## Given exercise 1
Rewrite the rows from the first one through the line that contains "target: green scissors icon", replacing "scissors" with "shears" and leaving everything else unchanged.

## Extract to read
Bring Back The Sound is a Pink Floyd-esque psychedelic rumination, while Mercury Mouth sees drummer Kelli Scott hammering down tribal drums over icy soundscapes as the lyrics seem to reference a certain ex-president known for stretching the truth.

Long Division employs a New Wave aesthetic, with church-bell like harmonics, somber tone and dramatic vocals, with Andrews at his bellowing best. It’s the closest thing you could pinpoint as a pop song on a Failure record, but the group’s employment of unusual chord progressions and distressed textures keeps it in their wheelhouse. .

## Given records
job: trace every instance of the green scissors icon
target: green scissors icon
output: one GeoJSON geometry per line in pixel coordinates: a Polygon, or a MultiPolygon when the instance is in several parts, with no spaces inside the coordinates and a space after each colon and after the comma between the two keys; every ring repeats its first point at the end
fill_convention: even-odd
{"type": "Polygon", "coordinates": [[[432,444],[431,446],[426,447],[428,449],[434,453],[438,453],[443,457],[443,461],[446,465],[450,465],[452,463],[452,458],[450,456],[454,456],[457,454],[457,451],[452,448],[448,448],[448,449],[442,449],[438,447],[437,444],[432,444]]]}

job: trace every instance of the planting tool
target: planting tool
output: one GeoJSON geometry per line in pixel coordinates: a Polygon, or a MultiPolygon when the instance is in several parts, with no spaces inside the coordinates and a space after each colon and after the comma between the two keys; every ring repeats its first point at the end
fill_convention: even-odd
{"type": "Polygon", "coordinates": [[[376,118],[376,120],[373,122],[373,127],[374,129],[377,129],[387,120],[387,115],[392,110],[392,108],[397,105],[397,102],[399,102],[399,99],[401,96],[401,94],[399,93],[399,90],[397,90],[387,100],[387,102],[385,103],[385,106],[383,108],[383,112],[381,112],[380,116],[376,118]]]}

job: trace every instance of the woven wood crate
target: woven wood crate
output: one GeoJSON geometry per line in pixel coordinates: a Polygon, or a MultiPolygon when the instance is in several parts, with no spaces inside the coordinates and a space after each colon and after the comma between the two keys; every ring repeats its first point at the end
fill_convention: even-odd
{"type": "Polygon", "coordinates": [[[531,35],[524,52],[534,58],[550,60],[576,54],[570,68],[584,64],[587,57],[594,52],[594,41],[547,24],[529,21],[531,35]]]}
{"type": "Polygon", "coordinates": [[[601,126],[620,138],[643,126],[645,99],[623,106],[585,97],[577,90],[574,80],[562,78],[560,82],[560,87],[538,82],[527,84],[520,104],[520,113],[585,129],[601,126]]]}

## Given exercise 2
Continue the review of the Failure record from where it stops.

## Exercise result 1
job: trace every instance of the green shears icon
target: green shears icon

## Exercise result 2
The band save the best for last with Half Moon with Edwards singing lead. It’s a plaintive, stately ballad anchored by pastoral acoustic guitar and one of the band’s most straightforward and emotional melodies, which manages to sound transcendent and uplifting, even with dour lyrics like:

No one wants to hear it
What time you’ve wasted
What trouble you’re always in
Now we’re all just ruins
Open up and let yourself back in

I thought we’d give up tonight

Wild Type Droid may not be as lengthy, bombastic and ornate as the band’s 90s masterwork Fantastic Planet, or their 2015 comeback album The Heart Is A Monster.  Nor is it as overtly conceptual as their 2018 3 EP>1LP opus In The Future Your Body Will Be The Furthest Thing From Your Mind

But it still sounds thrillingly like Failure at their best, offering sonic tweaks and new gradations of light and shade, resulting in one of their most moving collections of songs to date.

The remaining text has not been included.